▸ Records for processing
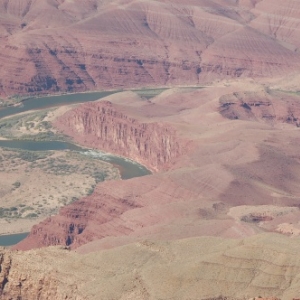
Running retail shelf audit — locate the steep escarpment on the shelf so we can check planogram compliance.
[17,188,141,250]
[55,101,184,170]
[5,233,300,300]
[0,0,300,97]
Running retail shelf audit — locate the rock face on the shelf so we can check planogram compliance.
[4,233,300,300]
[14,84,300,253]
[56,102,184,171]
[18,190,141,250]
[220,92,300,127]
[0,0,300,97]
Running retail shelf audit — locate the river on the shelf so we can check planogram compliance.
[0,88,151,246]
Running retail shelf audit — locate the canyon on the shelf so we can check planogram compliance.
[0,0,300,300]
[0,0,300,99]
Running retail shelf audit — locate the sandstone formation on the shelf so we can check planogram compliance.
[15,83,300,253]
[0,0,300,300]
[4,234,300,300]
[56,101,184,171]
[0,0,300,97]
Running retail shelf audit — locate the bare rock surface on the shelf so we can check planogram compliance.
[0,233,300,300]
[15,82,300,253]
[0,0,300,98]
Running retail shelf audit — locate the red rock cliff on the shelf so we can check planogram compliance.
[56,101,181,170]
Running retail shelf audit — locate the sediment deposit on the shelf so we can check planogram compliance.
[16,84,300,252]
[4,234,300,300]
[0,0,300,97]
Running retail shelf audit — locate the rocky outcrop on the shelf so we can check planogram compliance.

---

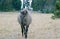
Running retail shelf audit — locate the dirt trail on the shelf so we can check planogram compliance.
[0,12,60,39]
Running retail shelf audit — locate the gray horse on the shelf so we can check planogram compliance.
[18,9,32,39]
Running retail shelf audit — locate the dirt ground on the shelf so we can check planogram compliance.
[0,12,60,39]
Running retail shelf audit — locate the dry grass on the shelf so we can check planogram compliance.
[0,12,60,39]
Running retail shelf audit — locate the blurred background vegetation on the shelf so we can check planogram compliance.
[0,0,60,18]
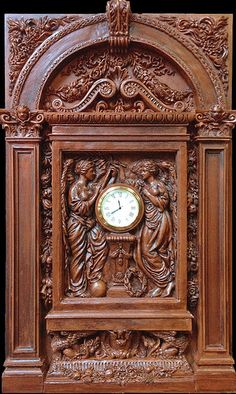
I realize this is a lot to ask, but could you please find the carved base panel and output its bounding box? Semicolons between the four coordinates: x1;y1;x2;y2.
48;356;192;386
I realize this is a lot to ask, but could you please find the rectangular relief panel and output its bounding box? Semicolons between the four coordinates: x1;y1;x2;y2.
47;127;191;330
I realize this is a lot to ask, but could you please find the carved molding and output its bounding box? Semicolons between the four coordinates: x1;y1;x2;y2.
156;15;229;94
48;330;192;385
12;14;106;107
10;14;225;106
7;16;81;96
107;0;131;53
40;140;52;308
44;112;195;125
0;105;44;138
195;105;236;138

...

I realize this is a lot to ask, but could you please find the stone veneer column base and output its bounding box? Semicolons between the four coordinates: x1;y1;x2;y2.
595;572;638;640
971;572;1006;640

▸ The exercise
Please print the entries again verbatim, starting at the line containing "Running retail shelf audit — locate the dirt ground" and ending with the line containing "47;127;191;330", both ends included, and omit the pictures from your answer.

▸ Finished exercise
Running retail shelf audit — locate the dirt ground on the shelf so we can check planogram compliance.
[0,12,60,39]
Running retail shelf audit — locate the dry grass on the shelf so we can check planogram compliance.
[0,12,60,39]
Running retail shelf audit — locate the blurred background vegetation on the shelf so we can check planogram compliance.
[0,0,60,18]
I realize this is a lot to ask, but could you please find the carved base panel and output its bounding box? Semicolons between the four coordinates: x1;y1;x2;y2.
48;356;192;386
I realize this is a lot to ask, but could you please find the rectangular relief panel and output its bounding box? Semicolons between the four coordinates: x1;y1;x2;y2.
47;127;191;330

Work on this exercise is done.